Image point grounding data:
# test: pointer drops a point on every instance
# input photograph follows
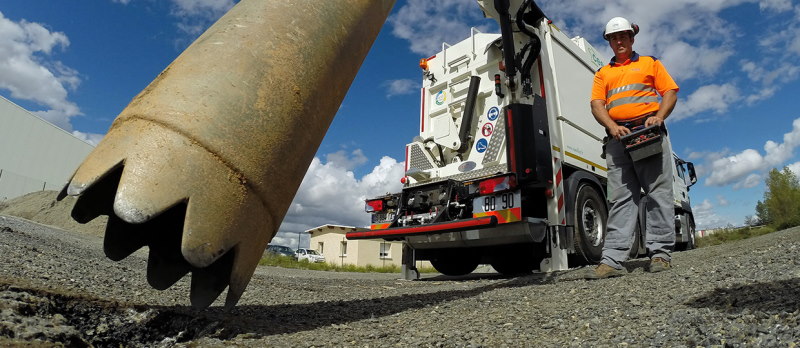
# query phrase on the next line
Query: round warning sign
(487, 129)
(493, 113)
(441, 97)
(481, 145)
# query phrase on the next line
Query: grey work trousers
(626, 181)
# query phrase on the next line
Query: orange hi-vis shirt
(629, 88)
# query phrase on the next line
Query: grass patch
(290, 262)
(732, 234)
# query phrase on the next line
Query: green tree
(762, 214)
(781, 205)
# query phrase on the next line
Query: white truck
(507, 167)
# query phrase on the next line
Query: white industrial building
(35, 155)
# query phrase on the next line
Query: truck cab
(508, 166)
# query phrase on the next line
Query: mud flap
(408, 267)
(559, 242)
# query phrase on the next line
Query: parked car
(309, 254)
(280, 250)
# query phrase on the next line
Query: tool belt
(635, 122)
(643, 142)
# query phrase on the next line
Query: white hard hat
(618, 24)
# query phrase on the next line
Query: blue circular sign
(481, 145)
(493, 113)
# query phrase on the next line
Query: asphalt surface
(58, 289)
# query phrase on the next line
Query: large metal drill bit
(202, 165)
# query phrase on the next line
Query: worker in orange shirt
(625, 95)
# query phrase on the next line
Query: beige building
(330, 241)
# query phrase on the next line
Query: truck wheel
(690, 244)
(518, 260)
(455, 262)
(591, 217)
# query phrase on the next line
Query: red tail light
(374, 205)
(502, 183)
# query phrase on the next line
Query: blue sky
(78, 64)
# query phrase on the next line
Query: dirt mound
(42, 207)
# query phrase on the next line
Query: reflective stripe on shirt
(631, 100)
(636, 86)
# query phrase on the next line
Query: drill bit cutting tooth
(165, 265)
(97, 199)
(244, 265)
(209, 282)
(123, 239)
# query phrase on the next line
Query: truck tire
(518, 260)
(591, 218)
(689, 243)
(455, 262)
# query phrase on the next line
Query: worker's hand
(653, 121)
(618, 131)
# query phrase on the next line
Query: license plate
(496, 202)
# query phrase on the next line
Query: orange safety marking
(503, 216)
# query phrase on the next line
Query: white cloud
(750, 181)
(28, 71)
(400, 87)
(730, 169)
(91, 138)
(340, 159)
(426, 24)
(197, 15)
(705, 217)
(775, 5)
(742, 169)
(331, 194)
(716, 98)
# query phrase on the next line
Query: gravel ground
(58, 289)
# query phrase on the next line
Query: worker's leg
(624, 193)
(655, 173)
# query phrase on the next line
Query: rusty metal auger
(202, 165)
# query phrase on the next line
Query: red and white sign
(487, 129)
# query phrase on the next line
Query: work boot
(658, 264)
(602, 271)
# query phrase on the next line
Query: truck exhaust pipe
(469, 113)
(202, 165)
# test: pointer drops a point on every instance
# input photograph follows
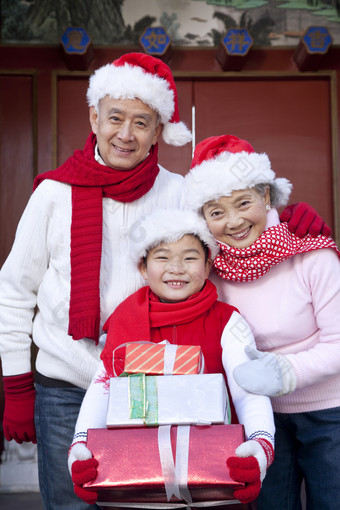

Goal of the exercise: Could you repeat each line above exactly as written? Omit the pictures.

Task output:
# test: pointer drops a point on every instance
# input photograph follows
# query phrase on the next line
Query: round warning sign
(487, 129)
(493, 113)
(441, 97)
(481, 145)
# query phrase on the next line
Query: grey work trousers
(626, 181)
# query phrase on the next line
Query: orange hi-vis shirt
(629, 88)
# query phrase on the next line
Query: grass patch
(290, 262)
(732, 234)
# query phrase on the next line
Query: green tree
(762, 214)
(781, 205)
# query phrase on the next line
Query: white truck
(507, 167)
# query phrase on the next line
Query: white industrial building
(35, 155)
# query phrase on the next line
Query: truck cab
(508, 166)
# query phrase on the next line
Query: mud flap
(408, 267)
(559, 242)
# query phrase on the next line
Query: parked car
(309, 254)
(280, 250)
# query phrase on the next line
Query: tool belt
(635, 122)
(643, 142)
# query phrase on the next line
Query: white hard hat
(618, 24)
# query phrase on the next line
Query: blue circular sign
(481, 145)
(493, 113)
# query phrase on the next line
Query: asphalt surface
(58, 289)
# query phrase on the next line
Query: large metal drill bit
(202, 165)
# query phrase on the next line
Query: worker in orange shirt
(625, 95)
# query phrase on the next line
Query: beige building
(330, 241)
# query phrase on the next line
Query: truck wheel
(690, 244)
(518, 260)
(455, 262)
(591, 217)
# query phrase on the next line
Query: red tail light
(374, 205)
(502, 183)
# query phrase on the next line
Query: blue sky
(78, 64)
# query phrase on the next line
Query: dirt mound
(42, 207)
# query phrase on the next line
Query: reflective stripe on shirt
(631, 100)
(636, 86)
# query phrase on the next line
Query: drill bit cutting tooth
(165, 265)
(97, 199)
(244, 265)
(209, 282)
(123, 239)
# query phrase on the next line
Query: truck tire
(518, 260)
(591, 218)
(689, 243)
(455, 262)
# query phrase on the next line
Query: worker's hand
(653, 121)
(618, 131)
# query phrase on the next line
Query: license plate
(496, 202)
# query phrase on the next line
Query: orange safety marking
(503, 216)
# query phrase on the next line
Query: white cloud
(750, 181)
(28, 71)
(400, 87)
(730, 169)
(91, 138)
(340, 159)
(426, 24)
(197, 15)
(705, 217)
(775, 5)
(742, 169)
(331, 194)
(716, 98)
# query phrase on the next line
Query: gravel ground
(58, 289)
# query phrase on the next line
Query: worker's leg
(624, 193)
(655, 173)
# query phrase on the next line
Query: rusty metal auger
(202, 165)
# query phrase on the next line
Query: red and white sign
(487, 129)
# query phrase on the next line
Query: work boot
(658, 264)
(602, 271)
# query phrase on the next line
Query: truck exhaust pipe
(469, 113)
(202, 165)
# test: pointer drops a point on every instance
# input photograph follows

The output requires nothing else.